━━ Document passage

11.11.10

Mono Advocacy is Deluded, Avoids the Facts and Personally Attacks Critics Instead

Posted in GNU/Linux, Microsoft, Mono, Novell, Patents, Ubuntu at 9:24 am by Dr. Roy Schestowitz

Mono: is it a science, or is it a faith?

Sheep says mono

Summary: The Mono proponents have yet again turned to “ad hominem” mode because the simple facts about Mono-associated risk cannot be refuted

TECHRIGHTS’ “Boycott Novell” initiative has warned about Mono patents since 2006 (weeks after Novell and Microsoft signed their patent deal). At the time, not many people dared to slam Mono (the FSF did not do so until 2009), but over the years more evidence was gathered to show that Mono is indeed a problem. Now there is more of a consensus and general agreement about it although the approach taken to alleviate/mitigate the issue varies somewhat. Techrights has been relatively polite about it.

Guy Van Sanden (at “nocturn”, posting from Belgium) got flamed by Mono proponents after he had criticised Mono. For his recent posts about Mono, which we covered at the time [1, 2, 3, 4], he received personal abuse from the bullies [1, 2] and liars. It’s almost as though Mono is a religious cult akin to Scientology. I have personally seen and over the years experienced what one goes though for criticising Mono (being called the “c” word and talked to with the “f” word, even assaulted with libel). No other topic seems to invoke quite as much resentment as from the group of Mono proponents, who often tend to trust (sometimes love) Microsoft as well. Van Sanden has just posted some instructions for removal of Mono from one’s system. Innocent enough, right?

Following my post “Get the facts on mono” from yesterday, I thought it would be nice to post a refresher about how to remove mono from Ubuntu and more importantly, prevent it from being reinstalled (for example by installing a package if you are not aware it was built on mono).

Here is the “Get the facts on mono” post which he refers to. Notice the number of comments and flames. The concise argument he made goes like this:

The debate surrounding the replacement of Rhythmbox with Banshee in Ubuntu 11.04 brings back many of the concerns about F-Spot, Tomboy and gBrainy: the mono patent trap.

But a lot of time has past since the original discussions and in that time, some things became very clear.

* Microsoft does hold patents on the .NET technology that mono is based on
* They made a community promise not to sue FOSS projects implementing the ECMA submitted parts of .NET
* The community promise is not a binding patent grant
* Mono implements a lot more than the ECMA parts, De Icaza’s promise to seperate mono into safe and non-safe parts was never fulfilled
* There is no promise on the non-ECMA parts
* Software like F-Spot and Tomboy are therefor using parts based on non-free bits of .NET

So, why is including MP3 support and DeCSS problematic but do we digg a hole by using patented technologies from one of the biggest patent trolls on the planet???

I don’t think any of this is malicious, but it does feel naive and misguided to me…

Jason from The Source has defended the arguments above by adding supporting evidence in a useful, precise, and easy-to-follow way. Jason claims that “Mono Criticism” is being falsely characterised as intolerance or “Uninformed Hatred” as he puts it:

Mono Apologists must rely on uninformed acceptance of their points, because one can not simultaneously be informed and make the arguments that Team Apologista does. The best honest argument Team Apologista can make is something along the lines of: “Mono may have issues, but so do a lot of projects, and we don’t think ours rise to a level of serious concern.”

━━━━
━━ Listing

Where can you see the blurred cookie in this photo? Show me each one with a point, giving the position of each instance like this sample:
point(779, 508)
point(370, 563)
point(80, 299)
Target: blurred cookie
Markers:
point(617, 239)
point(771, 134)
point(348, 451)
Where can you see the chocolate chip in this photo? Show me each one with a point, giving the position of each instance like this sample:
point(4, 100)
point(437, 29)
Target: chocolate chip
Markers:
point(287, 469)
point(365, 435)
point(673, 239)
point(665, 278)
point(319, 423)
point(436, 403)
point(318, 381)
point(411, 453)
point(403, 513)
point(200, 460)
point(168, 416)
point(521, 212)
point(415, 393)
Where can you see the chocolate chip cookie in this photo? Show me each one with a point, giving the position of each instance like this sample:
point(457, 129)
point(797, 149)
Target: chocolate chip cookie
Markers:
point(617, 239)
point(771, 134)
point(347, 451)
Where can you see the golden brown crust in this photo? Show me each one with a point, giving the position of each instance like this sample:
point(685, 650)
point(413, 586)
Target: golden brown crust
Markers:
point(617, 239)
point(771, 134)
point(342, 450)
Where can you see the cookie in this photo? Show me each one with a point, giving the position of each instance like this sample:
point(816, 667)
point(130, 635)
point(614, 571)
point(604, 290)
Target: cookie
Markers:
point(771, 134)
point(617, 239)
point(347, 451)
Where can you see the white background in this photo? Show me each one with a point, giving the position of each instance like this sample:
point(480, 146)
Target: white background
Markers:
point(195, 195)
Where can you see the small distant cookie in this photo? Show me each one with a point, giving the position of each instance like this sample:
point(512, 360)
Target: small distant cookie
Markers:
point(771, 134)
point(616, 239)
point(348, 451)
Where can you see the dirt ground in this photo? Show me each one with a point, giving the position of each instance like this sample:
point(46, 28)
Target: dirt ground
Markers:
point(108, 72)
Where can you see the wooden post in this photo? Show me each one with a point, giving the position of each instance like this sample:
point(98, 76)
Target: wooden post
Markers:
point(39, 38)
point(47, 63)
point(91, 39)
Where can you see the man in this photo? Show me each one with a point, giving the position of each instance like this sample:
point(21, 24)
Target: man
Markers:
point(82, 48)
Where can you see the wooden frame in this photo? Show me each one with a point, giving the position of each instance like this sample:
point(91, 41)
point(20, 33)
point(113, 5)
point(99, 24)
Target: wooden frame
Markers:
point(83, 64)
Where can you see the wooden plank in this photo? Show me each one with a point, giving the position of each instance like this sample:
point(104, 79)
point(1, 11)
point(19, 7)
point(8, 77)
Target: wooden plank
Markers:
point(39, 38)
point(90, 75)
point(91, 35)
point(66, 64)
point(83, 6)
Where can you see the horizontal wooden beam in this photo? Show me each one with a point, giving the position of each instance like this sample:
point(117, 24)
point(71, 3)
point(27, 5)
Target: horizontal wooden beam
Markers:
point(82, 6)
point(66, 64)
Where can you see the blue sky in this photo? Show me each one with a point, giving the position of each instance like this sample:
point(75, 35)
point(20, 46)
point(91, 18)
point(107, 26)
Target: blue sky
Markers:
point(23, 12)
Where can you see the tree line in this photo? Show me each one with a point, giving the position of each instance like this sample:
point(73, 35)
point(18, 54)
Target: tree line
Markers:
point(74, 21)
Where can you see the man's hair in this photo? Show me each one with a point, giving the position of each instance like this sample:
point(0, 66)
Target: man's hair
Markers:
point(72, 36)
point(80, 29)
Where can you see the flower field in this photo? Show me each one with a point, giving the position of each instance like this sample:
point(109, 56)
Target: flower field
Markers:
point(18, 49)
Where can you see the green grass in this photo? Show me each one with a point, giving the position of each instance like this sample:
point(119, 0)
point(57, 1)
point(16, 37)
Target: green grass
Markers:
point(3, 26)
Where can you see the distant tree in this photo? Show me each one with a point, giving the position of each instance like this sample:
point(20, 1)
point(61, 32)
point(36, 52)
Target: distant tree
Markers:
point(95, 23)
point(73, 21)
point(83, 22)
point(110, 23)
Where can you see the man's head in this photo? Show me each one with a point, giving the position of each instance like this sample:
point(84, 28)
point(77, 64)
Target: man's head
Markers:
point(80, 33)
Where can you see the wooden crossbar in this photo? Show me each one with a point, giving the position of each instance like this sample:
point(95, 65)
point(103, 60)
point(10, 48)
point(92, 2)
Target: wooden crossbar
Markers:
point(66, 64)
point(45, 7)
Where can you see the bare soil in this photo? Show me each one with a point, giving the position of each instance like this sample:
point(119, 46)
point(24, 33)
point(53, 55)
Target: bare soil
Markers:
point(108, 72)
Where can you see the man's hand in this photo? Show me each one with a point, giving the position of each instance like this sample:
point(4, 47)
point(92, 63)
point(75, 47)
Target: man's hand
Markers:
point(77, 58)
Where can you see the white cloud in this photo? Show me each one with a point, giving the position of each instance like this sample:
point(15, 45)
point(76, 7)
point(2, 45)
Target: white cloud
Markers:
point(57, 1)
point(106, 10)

━━━━

▸ **Prompt 1**:
Answer these from the post about Mono:
(a) Since what year has the "Boycott Novell" initiative warned about Mono patents?
(b) Which Ubuntu release is tied to the debate over replacing Rhythmbox with Banshee?
(c) What does Jason say Mono criticism is falsely characterized as?
▸ **Prompt 2**: Write the next part of the post about Mono, picking up after its last sentence.
The records aren't needed for anything here.

▸ **Exercise answer 1**:
(a) 2006
(b) Ubuntu 11.04
(c) Intolerance, or "Uninformed Hatred" as he puts it

▸ **Exercise answer 2**:
That argument is fair, truthful, and – unfortunately – not very convincing. That is why Team Apologista must resort to misrepresenting the FSF, or trying to silence critics, or trotting out one logical fallacy after another, or resorting to personal attacks.

In the last version of Ubuntu, Canonical decreased its dependence on Mono, so we assumed that the problem was being addressed. But Banshee is possibly to be included in the next version of Ubuntu, as we noted in some of the following posts:

Banshee is a Novell product. It uses parts of the Mono project which the MCP does not cover (by design) and while it’s probably fine for SLED users to use for another one year and one month, all other users of Banshee would be sensitive to Microsoft lawsuits (and Microsoft is specifically suing over Microsoft APIs in Linux, as stressed in the previous post).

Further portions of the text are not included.